Exercise task A: Please copy out the listing below word for word, starting at the line containing "of the drinking" and continuing through the final line of the listing, with both of those lines included.

Document segment:

— Begin —

W3C home > Mailing lists > Public > public-webappsec@w3.org > July 2015

Re: SRI fail open behaviour

From: Francois Marier <francois@mozilla.com>
Date: Sun, 19 Jul 2015 17:33:13 -0400
Message-ID: <55AC1799.6060301@mozilla.com>
To: "public-webappsec@w3.org" <public-webappsec@w3.org>
On 18/07/15 13:44, Brian Smith wrote:
>     - Chrome 80 will load this just fine because it implements "sha3"
>     - IE 9 will load it too because it doesn't have support for SRI at all
>     - Firefox 42 would block it because it supports SRI but not sha3
> All three would be doing the right thing. The web page is saying "I
> don't trust the server. I would rather have the load fail than have you
> load content that doesn't have a SHA-3 hash of 'Gk5l2Bi....'." If the
> page author wanted Firefox 42 to be able to load the page, then they
> would test in in Firefox 42, see that it doesn't work, and then either
> add a SHA-2 hash or decide that SHA-2 is too unsafe to rely on.

— End —

Provided information:
— Begin —

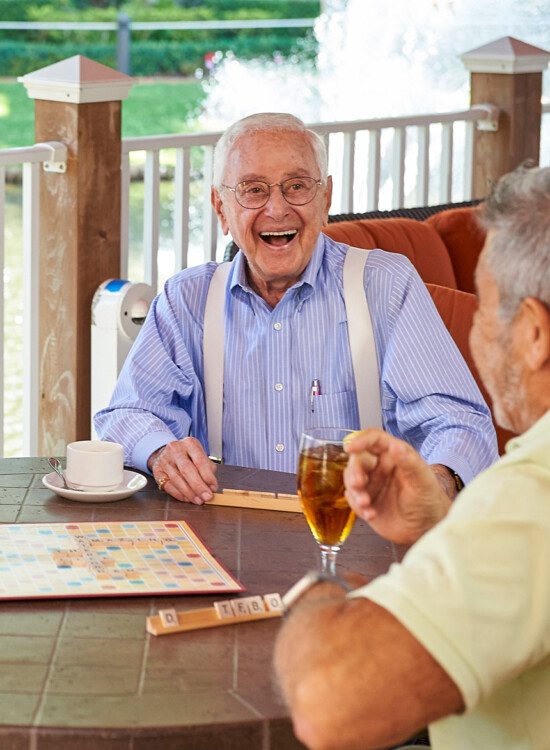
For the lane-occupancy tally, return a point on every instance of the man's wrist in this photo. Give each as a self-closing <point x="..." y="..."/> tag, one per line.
<point x="307" y="582"/>
<point x="154" y="457"/>
<point x="449" y="480"/>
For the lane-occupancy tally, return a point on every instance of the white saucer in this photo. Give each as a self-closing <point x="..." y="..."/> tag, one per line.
<point x="131" y="483"/>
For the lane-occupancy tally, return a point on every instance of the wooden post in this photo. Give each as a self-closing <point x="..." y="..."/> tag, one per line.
<point x="506" y="73"/>
<point x="78" y="102"/>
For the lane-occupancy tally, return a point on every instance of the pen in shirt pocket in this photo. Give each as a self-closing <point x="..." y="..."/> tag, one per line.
<point x="314" y="391"/>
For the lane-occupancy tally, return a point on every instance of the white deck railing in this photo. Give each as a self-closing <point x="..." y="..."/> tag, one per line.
<point x="376" y="164"/>
<point x="379" y="163"/>
<point x="26" y="330"/>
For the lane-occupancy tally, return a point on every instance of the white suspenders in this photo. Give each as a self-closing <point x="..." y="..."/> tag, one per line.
<point x="361" y="339"/>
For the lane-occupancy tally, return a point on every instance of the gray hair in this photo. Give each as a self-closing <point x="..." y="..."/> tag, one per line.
<point x="518" y="211"/>
<point x="266" y="122"/>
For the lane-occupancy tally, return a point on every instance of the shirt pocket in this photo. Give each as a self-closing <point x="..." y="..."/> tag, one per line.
<point x="334" y="410"/>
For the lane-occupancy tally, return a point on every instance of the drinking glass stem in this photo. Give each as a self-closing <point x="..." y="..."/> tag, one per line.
<point x="328" y="559"/>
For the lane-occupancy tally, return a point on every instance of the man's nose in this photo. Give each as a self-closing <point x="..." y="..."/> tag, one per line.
<point x="276" y="204"/>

— End —

Exercise task B: According to the mailing-list message, which browser would block the load because it supports SRI but not sha3?

Written answer A:
For the lane-occupancy tally, return a point on every instance of the drinking glass stem in this photo. Give each as a self-closing <point x="..." y="..."/> tag, one per line.
<point x="328" y="559"/>
For the lane-occupancy tally, return a point on every instance of the man's nose in this photo. Give each as a self-closing <point x="..." y="..."/> tag, one per line.
<point x="276" y="204"/>

Written answer B: Firefox 42